Activities:
- A) List every year the profile of Perez Wadsworth mentions, in the order they appear.
- B) Extend the profile of Perez Wadsworth's career, starting right after its final sentence.

Extract to read:
┄┄┄┄┄┄┄┄┄┄┄┄┄┄┄┄┄┄┄┄
Carrying a wealth of experience to her new role, Perez Wadsworth’s professional journey began in 1994, when she spent two years as editorial assistant with the Associated Press before moving to Gannett as a reporter with the Rockford Register Star in Illinois in 1996. 

Becoming a journalist helped her to conquer her shyness. “Journalism was all I wanted to study,” she said, “and in some ways, it was my body armor, giving me the authority and the excuse to walk up to people and ask them questions.” 

Interviewing sources during times of tragedy in their lives was always the toughest part about being a reporter, Perez Wadsworth revealed. “Having to ask questions in the midst of one of the toughest moments of a person’s life was always difficult,” she said. “I always remembered that it was important to never lose sensitivity and empathy and to honor what someone’s going through, even when you have to do your job.” 

Working for more than a decade as a reporter and editor, she covered some of the most important stories on national and international fronts. While working as a reporter for The (Fort Myers, Florida) News-Press, she traveled to Cuba in 1998 to cover Pope John Paul II’s historic visit to the island nation. That dream assignment allowed her not only to document the first time a pontiff had ever set foot in Cuba but also to walk in the footsteps of her immigrant family, particularly her mother, who fled the island as a young teen following the 1959 revolution. 

“It was a life-changing experience,” Perez Wadsworth declared. “The Pope basically made his way from Havana to the eastern province of Santiago, which is where my family’s from—Guantanamo and Santiago de Cuba. For the first time, I met family—aunts, uncles, cousins—that I’d only known through letters and occasional phone calls. I stayed in the house that had been my great-grandparents’ home, and an uncle took me to the home where my mother had been raised. We knocked on the door, my uncle explained to the residents who I was, and they invited me in, made me Cuban coffee, and allowed me to roam about the house.” 

Perez Wadsworth transitioned to a role with Gannett’s corporate team in 2009, focusing on digital and audience transformation. In that pivotal role, she spearheaded the media company’s transition into the digital age, leading its launch of digital subscription offerings. 

In 2017, she was named president of the USA Today Network, and in 2018 was appointed publisher of USA Today, becoming the second woman and first person of color to serve in that capacity. She became president of Gannett Media last June.
┄┄┄┄┄┄┄┄┄┄┄┄┄┄┄┄┄┄┄┄
Record set:
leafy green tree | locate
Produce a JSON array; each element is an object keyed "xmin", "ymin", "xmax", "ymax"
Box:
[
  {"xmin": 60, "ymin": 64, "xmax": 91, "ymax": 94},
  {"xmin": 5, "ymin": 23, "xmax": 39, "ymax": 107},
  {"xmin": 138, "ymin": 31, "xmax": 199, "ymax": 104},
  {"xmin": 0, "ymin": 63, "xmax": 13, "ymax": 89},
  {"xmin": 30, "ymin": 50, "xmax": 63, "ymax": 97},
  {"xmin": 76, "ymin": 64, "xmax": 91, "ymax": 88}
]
┄┄┄┄┄┄┄┄┄┄┄┄┄┄┄┄┄┄┄┄
Expected responses:
- A) 1994, 1996, 1998, 1959, 2009, 2017, 2018

- B)
During her tenure at Gannett, Perez Wadsworth’s oversight extended to more than 4,000 journalists across 250 local news organizations, along with the flagship USA Today. During her time as publisher, the USA Today Network earned five Pulitzer Prizes. 

As a leader, she has consistently demonstrated a commitment to diversity and inclusion, advocating for workplaces that not only hire diverse talent but also build inclusive environments that allow for the full expression of diverse voices. For that work, she received the News Leaders Association’s Robert G. McGruder Award for Diversity Leadership in 2019. 

Perez Wadsworth serves on the governing board of Pew Research Center, a leader in using research to understand American trends and attitudes around trust and news. And she also serves on the board of the Associated Press.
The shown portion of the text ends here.